-- begin Source excerpt --
You want to own your own home. Your piece of "the Dream". You walk in to a lender and say, "This is what I make, this is what I want. Can I get a loan for it?" and the lender says "Sure you can!" and proceeds to lay out what seems to be a reasonable plan for you to purchase the property. People, ESPECIALLY first time home buyers, really aren't going to question the guy/girl behind the desk because a.) They want to purchase the property b.) They went to a "professional" and/or a "reputable" lender/broker who is looking out for the borrower's interests - as opposed to his/her OWN financial interests and c.) Because s/he is a "professional" working for a "reputable" lender/broker the borrower can absolutely trust the guy/girl behind the desk to deal with them fairly. This is where the trouble starts. For the longest time, borrowers thought that lenders/brokers had a duty to look out for them, the borrower. I'm not trying to demonize the entire industry here because there have always been good people right along side the bad ones in the mortgage/housing industry, but for the last few years we've been finding out the hard way that some of them simply have not been looking out for the borrowers. And what may be even more scary to some is that they weren't required to. And far too many people simply did not understand that.

RB, take a few minutes to search "Mortgage Servicing Fraud" because it absolutely can happen to you - despite the fact that you stay current in your payments every month. If nothing else, what you find may give you a little insight as to why I get so long winded on the topic.. ;) If you find that you have any questions, feel free to drop me a line directly. If I can answer them I'll be happy to. If not, I may be able to point you in a direction - possibly Prof. Porter's, or Max Gardner's, or Kurt Eggert's as they've got a far greater understanding of the subject matter. I've had to learn what I could on the fly...

Cram down is a key principle underling reorganization law. It has very little to do with irresponsible/responsible borrower and/or lenders.

The principle has an inherent beauty in its simplicity. The lender has a secured claim to the extent of the value of the collateral and an unsecured claim for the balance. This recognizes the lender’s remedy under state law to sell the property at auction and pursue the debtor for a deficiency. The debtor gets to keep property vital to its success, so long as the payment plan is “feasible” and interest is paid so that the total payments equal the amount of the secured claim as of the date of the plan.

These concepts are as applicable to a consumer trying to get back on his feet as opposed to liquidating. For decades, consumers were allowed to modify home mortgages, until the law was changed at the behest of mortgage lenders as special interest legislation that excluded the application of the cram down rule from collateral consisting of a home.
-- end Source excerpt --
-- begin Supplied records --
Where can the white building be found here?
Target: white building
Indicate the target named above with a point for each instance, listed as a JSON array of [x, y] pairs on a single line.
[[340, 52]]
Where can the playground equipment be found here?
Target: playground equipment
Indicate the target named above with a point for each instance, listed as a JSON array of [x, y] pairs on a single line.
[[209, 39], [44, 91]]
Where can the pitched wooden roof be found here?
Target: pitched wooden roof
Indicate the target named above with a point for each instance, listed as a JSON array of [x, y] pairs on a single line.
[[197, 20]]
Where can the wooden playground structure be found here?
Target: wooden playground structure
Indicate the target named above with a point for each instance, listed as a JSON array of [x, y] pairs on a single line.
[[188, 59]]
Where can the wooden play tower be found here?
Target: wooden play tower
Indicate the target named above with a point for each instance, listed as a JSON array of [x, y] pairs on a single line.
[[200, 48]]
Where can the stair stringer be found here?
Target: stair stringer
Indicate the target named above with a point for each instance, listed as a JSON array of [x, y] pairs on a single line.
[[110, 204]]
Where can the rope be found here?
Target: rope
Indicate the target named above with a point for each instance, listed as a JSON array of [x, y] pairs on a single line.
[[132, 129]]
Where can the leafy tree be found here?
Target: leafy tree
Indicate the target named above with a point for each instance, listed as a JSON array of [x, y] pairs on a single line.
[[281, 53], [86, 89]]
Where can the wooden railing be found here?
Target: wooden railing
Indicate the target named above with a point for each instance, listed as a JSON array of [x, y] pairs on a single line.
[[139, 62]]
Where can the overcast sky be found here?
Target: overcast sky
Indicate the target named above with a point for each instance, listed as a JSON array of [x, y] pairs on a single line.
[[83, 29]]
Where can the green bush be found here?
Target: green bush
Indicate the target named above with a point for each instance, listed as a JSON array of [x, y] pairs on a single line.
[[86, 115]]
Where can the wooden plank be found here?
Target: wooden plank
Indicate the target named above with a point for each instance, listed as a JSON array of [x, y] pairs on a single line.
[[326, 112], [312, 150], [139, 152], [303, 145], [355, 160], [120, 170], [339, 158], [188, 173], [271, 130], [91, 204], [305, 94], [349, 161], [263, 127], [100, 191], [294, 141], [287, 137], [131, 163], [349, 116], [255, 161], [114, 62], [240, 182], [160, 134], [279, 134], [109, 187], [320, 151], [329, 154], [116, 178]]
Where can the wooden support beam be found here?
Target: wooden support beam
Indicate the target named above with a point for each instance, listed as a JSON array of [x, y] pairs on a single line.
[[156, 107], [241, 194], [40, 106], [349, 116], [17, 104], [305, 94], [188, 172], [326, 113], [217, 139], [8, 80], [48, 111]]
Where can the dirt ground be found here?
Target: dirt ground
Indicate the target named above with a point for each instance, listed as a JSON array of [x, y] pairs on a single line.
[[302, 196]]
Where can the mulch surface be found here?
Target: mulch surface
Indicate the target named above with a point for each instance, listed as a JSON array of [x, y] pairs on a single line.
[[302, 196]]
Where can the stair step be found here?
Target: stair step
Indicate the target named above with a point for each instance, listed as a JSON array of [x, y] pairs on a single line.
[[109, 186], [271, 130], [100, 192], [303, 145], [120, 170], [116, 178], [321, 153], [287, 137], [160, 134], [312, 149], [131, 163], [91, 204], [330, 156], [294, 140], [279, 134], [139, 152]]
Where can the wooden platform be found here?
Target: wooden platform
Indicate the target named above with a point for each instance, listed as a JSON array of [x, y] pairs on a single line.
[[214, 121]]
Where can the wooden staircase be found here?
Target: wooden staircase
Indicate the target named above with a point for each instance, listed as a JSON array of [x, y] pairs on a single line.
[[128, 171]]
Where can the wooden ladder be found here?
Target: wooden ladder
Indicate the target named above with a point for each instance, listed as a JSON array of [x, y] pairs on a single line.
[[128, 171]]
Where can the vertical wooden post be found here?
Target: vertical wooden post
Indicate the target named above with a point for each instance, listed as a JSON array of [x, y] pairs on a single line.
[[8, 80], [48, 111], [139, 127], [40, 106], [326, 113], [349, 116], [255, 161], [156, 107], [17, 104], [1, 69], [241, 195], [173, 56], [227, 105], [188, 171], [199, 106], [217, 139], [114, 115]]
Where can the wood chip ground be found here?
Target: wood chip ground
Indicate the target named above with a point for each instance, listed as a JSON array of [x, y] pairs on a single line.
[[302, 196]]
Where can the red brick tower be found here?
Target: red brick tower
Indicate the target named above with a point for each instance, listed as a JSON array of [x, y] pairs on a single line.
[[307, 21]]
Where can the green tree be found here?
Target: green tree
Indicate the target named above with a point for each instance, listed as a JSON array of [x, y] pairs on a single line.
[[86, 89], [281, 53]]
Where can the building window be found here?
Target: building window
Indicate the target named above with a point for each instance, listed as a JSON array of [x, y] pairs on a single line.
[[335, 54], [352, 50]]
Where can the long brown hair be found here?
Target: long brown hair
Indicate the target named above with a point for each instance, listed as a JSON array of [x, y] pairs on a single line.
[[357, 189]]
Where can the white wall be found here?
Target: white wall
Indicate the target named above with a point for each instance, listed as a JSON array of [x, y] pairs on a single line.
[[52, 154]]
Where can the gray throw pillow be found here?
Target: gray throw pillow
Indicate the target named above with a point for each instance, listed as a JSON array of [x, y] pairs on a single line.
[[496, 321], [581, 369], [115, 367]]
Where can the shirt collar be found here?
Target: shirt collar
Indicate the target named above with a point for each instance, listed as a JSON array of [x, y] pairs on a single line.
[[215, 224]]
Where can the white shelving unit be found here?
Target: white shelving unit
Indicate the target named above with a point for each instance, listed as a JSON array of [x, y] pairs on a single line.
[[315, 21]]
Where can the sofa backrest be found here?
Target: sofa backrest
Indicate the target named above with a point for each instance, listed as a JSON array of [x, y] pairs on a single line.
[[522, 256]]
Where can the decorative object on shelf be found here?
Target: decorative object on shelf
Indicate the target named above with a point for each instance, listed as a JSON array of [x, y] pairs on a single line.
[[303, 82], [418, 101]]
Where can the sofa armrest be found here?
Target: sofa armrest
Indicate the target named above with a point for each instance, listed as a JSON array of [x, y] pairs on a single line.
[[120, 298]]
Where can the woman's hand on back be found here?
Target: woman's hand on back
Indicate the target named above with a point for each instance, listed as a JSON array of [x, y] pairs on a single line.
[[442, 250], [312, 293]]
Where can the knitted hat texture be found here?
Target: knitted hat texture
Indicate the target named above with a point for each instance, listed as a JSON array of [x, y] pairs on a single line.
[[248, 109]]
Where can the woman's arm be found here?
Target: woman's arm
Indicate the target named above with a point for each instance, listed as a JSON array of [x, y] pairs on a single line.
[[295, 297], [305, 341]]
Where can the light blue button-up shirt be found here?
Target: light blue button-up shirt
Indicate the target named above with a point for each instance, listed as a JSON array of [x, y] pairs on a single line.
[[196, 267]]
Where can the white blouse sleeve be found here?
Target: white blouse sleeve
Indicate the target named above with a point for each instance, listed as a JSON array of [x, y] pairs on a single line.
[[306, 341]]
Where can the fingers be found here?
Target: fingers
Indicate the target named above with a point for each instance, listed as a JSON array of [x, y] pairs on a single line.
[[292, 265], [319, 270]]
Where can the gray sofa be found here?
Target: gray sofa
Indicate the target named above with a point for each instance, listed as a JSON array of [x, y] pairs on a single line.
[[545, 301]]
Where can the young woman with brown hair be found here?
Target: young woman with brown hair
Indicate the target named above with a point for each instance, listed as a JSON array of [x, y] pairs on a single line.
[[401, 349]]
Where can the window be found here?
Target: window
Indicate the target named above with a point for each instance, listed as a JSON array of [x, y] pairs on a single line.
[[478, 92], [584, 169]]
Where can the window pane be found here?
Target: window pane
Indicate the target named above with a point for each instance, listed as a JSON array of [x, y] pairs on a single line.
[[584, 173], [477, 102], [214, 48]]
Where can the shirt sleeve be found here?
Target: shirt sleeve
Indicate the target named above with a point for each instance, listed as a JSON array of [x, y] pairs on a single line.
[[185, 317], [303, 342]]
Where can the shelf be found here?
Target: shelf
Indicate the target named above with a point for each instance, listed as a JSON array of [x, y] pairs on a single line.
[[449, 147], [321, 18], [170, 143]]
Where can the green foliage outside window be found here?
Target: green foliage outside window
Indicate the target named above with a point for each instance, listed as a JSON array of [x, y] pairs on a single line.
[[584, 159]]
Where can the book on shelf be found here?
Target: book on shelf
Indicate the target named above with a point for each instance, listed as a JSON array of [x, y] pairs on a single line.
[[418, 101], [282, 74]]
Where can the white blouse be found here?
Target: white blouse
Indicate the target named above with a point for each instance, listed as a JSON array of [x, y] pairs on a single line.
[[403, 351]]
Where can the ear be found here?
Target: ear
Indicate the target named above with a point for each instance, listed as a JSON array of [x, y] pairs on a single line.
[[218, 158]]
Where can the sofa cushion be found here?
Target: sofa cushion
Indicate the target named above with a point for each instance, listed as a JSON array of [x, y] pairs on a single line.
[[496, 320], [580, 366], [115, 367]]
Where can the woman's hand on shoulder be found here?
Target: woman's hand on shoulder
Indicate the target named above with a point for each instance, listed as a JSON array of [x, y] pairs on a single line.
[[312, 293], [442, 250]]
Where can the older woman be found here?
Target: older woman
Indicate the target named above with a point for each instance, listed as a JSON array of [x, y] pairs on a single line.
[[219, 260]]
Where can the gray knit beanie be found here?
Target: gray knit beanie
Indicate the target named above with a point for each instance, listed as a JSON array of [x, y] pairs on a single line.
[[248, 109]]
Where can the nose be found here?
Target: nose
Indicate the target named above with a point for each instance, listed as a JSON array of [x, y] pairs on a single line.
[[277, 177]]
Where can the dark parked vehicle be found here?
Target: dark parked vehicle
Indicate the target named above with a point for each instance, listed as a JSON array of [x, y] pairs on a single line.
-- end Supplied records --
**Brief**
Translate this sentence from the mortgage commentary into Spanish: "This recognizes the lender’s remedy under state law to sell the property at auction and pursue the debtor for a deficiency." The records are separate material and have no connection to the mortgage commentary.

**Task response**
Esto reconoce el recurso del prestamista, conforme a la ley estatal, de vender la propiedad en subasta y reclamar al deudor el saldo deficitario.